Supplied passage
·····

China's Cyberspace Administration of China (CAC) has prohibited domestic technology firms from acquiring Nvidia AI chips, instructing major companies including ByteDance and Alibaba to cease testing and ordering Nvidia's RTX Pro 6000D server. The directive, initially reported on Wednesday by the Financial Times, represents an escalation in China's efforts to promote domestic semiconductor alternatives.
This new restriction follows a period of Beijing discouraging companies from purchasing these chips, a policy that began in late August. The move is expected to significantly impact China's domestic tech ecosystem, which has relied on Nvidia's advanced AI chips. Nvidia is recognized as a global leader in the AI chip market, with its products considered among the most sophisticated available.
Nvidia CEO Jensen Huang addressed the development in a press conference on Wednesday, stating, "We can only be in service of a market if a country wants us to be." Huang added, "I'm disappointed with what I see but they have larger agendas to work out between China and the United States. And I'm patient about it. We'll continue to be supportive of the Chinese government and Chinese companies as they wish."

·····

Records in a dataset
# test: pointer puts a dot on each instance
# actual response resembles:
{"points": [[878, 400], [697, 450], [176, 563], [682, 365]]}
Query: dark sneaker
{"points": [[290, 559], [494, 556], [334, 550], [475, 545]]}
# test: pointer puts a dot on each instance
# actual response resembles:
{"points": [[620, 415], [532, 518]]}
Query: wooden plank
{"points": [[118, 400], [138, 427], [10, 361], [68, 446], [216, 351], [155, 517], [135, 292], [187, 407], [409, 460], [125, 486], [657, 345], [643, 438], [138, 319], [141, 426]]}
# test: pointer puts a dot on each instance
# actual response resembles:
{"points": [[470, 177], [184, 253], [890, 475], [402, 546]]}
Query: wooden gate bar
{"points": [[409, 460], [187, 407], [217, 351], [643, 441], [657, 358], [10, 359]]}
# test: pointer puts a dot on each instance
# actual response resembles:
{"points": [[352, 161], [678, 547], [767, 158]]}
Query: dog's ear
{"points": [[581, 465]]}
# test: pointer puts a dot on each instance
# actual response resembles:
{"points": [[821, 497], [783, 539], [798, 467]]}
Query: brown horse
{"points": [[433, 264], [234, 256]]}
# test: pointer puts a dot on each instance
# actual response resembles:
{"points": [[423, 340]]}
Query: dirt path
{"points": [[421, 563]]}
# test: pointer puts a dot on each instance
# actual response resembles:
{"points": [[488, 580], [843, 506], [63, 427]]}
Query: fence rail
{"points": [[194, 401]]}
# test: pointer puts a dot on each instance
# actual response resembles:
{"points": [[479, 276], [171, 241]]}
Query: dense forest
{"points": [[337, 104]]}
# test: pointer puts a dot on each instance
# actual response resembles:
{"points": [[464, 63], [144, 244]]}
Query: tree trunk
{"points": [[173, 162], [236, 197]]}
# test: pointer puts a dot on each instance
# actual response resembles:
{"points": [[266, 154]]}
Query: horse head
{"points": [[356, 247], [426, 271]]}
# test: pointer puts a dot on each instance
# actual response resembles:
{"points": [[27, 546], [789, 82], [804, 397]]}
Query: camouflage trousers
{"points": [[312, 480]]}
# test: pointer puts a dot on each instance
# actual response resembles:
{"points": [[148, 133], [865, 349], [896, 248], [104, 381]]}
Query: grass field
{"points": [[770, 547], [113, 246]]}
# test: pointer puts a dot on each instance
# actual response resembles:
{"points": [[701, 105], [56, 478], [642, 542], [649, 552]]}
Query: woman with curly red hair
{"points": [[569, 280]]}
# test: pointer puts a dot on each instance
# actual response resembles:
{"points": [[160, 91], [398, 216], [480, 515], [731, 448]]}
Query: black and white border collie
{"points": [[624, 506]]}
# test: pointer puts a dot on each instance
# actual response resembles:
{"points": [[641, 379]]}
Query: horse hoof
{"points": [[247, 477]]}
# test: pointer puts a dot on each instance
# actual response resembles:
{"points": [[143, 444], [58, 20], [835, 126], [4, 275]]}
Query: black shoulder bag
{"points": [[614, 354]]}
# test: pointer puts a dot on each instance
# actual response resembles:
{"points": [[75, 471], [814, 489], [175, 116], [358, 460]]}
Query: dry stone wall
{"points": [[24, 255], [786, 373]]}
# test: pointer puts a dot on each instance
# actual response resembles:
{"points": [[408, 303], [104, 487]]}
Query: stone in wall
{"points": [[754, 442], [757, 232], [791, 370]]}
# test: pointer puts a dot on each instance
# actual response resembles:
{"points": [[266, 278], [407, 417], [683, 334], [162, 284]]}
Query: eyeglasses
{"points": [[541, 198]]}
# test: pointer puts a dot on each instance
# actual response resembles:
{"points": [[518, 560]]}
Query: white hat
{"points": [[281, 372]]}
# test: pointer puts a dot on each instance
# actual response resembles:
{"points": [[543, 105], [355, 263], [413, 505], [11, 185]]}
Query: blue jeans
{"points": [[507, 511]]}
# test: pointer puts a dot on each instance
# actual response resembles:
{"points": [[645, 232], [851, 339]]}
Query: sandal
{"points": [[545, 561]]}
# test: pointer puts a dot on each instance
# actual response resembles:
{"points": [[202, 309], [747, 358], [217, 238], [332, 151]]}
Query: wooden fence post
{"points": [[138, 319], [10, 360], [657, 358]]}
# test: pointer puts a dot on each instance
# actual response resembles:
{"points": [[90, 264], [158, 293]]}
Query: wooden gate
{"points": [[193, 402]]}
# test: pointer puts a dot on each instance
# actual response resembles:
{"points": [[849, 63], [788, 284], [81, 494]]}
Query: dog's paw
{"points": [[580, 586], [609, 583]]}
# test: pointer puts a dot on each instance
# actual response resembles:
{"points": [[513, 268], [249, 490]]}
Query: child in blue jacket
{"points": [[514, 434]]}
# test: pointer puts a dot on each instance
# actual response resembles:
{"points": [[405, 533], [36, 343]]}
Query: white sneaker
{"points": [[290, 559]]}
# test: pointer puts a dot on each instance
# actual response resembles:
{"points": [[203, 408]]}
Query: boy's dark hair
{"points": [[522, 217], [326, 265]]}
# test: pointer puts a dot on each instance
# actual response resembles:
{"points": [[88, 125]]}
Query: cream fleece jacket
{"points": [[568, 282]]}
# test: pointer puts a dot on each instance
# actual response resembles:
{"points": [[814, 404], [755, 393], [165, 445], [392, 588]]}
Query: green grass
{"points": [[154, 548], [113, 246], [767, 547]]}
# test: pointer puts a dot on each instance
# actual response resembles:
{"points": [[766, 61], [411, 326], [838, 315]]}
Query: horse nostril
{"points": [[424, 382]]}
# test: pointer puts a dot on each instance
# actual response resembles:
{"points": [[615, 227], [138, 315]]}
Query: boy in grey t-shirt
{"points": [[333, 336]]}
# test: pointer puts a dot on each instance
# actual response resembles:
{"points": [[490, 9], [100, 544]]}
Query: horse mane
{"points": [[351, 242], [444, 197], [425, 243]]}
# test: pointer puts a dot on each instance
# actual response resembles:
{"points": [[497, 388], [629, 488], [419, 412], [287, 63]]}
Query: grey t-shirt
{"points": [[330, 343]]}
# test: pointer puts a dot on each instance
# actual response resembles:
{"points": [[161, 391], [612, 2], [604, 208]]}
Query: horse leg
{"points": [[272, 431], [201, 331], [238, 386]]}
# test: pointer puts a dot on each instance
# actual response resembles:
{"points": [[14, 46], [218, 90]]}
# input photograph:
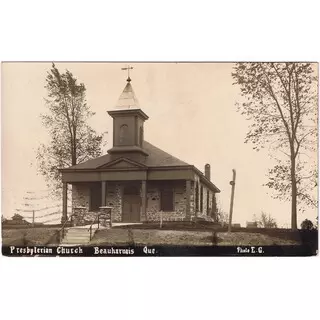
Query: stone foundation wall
{"points": [[153, 204], [80, 195], [81, 198]]}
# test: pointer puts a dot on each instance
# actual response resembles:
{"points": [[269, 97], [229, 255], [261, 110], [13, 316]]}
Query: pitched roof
{"points": [[156, 158], [127, 98]]}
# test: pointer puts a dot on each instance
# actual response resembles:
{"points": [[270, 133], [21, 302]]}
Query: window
{"points": [[166, 200], [95, 197], [140, 136], [197, 196], [123, 136], [201, 199]]}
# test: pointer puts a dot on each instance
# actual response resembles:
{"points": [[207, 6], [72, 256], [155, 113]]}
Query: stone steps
{"points": [[77, 236]]}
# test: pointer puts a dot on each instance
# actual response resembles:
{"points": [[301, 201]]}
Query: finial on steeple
{"points": [[128, 68]]}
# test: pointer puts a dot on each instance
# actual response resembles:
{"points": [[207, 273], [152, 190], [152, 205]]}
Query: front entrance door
{"points": [[131, 203]]}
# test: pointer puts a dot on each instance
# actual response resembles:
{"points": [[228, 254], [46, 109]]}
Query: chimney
{"points": [[207, 171]]}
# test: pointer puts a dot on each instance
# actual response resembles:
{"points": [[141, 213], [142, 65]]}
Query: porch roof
{"points": [[157, 158]]}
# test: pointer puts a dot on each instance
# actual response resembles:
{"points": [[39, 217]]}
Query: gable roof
{"points": [[157, 158]]}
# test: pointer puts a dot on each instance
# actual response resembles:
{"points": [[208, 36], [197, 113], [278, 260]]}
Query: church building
{"points": [[139, 181]]}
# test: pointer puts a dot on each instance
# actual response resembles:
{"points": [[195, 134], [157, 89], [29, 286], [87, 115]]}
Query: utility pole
{"points": [[233, 186]]}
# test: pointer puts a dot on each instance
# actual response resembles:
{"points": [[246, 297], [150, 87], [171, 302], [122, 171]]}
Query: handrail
{"points": [[93, 222], [61, 231]]}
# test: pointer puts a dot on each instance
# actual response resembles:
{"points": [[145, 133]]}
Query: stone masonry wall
{"points": [[80, 195], [153, 204], [81, 198]]}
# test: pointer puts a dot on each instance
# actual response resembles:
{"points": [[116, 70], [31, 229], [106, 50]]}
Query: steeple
{"points": [[128, 123], [128, 99]]}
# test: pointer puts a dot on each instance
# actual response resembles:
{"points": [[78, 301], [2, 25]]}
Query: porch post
{"points": [[144, 200], [188, 200], [64, 202], [103, 193]]}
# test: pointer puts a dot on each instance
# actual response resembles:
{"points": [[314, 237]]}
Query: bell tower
{"points": [[128, 125]]}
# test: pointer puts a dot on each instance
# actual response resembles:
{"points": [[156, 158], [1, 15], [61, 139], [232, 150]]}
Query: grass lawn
{"points": [[27, 236], [128, 236]]}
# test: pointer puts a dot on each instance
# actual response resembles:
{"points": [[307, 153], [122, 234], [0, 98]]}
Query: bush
{"points": [[307, 224]]}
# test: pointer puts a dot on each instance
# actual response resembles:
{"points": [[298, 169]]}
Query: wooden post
{"points": [[64, 202], [233, 186], [143, 199], [103, 193], [188, 198]]}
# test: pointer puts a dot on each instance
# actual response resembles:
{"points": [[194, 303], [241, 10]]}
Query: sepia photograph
{"points": [[159, 158]]}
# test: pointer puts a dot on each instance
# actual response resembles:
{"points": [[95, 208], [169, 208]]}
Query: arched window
{"points": [[201, 199], [197, 196], [140, 136], [123, 136]]}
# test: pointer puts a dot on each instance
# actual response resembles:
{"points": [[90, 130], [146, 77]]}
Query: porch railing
{"points": [[61, 232]]}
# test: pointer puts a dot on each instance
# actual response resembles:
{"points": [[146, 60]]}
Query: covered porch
{"points": [[133, 201]]}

·····

What is needed
Continue the news article on China's ban of Nvidia AI chips, picking up after Jensen Huang's final quoted remark.

Task response
The current ban follows a series of fluctuating export policies impacting semiconductor companies. The Trump administration had previously imposed licensing requirements on AI chip sales to China in April. Nvidia subsequently projected an $8 billion revenue loss in its second quarter due to restrictions on its H20 AI chips and announced in June that it would exclude China from its future profit and revenue forecasts. While the administration later reversed course in July, granting permission for chip sales with a subsequent August announcement to collect 15% of the revenue, Nvidia reported that the slow implementation of this proposal had prevented any units from being sold to Chinese customers under the revised terms.